[Image-grounded pointing data]
- Opening Delimiter -

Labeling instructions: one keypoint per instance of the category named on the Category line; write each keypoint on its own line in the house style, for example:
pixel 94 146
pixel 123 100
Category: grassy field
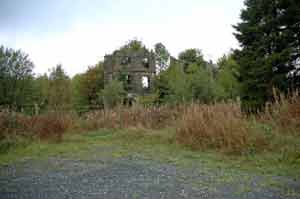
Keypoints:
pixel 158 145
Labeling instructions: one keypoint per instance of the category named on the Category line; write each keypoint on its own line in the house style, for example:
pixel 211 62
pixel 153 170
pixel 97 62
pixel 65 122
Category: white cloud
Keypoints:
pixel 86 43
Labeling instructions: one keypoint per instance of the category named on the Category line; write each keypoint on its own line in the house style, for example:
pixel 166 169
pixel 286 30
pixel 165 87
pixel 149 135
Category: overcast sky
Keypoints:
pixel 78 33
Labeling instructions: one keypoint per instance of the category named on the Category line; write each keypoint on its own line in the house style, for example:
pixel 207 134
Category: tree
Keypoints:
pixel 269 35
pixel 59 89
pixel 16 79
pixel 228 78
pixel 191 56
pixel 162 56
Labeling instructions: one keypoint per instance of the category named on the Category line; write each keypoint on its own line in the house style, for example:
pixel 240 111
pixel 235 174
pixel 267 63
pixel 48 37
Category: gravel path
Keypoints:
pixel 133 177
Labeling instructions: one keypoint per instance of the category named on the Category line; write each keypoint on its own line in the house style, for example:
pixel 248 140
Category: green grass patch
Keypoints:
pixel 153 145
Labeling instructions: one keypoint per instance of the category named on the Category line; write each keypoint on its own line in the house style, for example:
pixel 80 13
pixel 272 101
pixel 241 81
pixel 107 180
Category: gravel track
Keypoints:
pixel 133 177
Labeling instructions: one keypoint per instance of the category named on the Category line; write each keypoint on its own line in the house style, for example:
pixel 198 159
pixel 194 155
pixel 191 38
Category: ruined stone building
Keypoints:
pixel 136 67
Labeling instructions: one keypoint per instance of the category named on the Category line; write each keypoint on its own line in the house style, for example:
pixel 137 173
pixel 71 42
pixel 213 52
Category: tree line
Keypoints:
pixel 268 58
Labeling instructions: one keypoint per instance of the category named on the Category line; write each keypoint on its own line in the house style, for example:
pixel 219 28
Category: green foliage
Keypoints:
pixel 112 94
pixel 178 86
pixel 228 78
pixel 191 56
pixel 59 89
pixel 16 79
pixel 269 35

- Closing Delimiter -

[EXERCISE DETAILS] Your answer should consist only of the lines above between the line holding "Category: ruined stone building" and the line holding "Category: green foliage", inclusive, each transcribed exactly.

[EXERCISE OUTPUT]
Category: ruined stone building
Keypoints:
pixel 136 67
Labeling instructions: one keypoint per instance of the category named on the Category line; write each keypoint on its own line in the house style, for example:
pixel 137 173
pixel 71 42
pixel 213 52
Category: tree line
Keypoints:
pixel 268 58
Labeling instructions: one keypoint per instance of the category named on the Category line; write each keypoint on its own line in the house style, for example:
pixel 219 28
Category: green foliage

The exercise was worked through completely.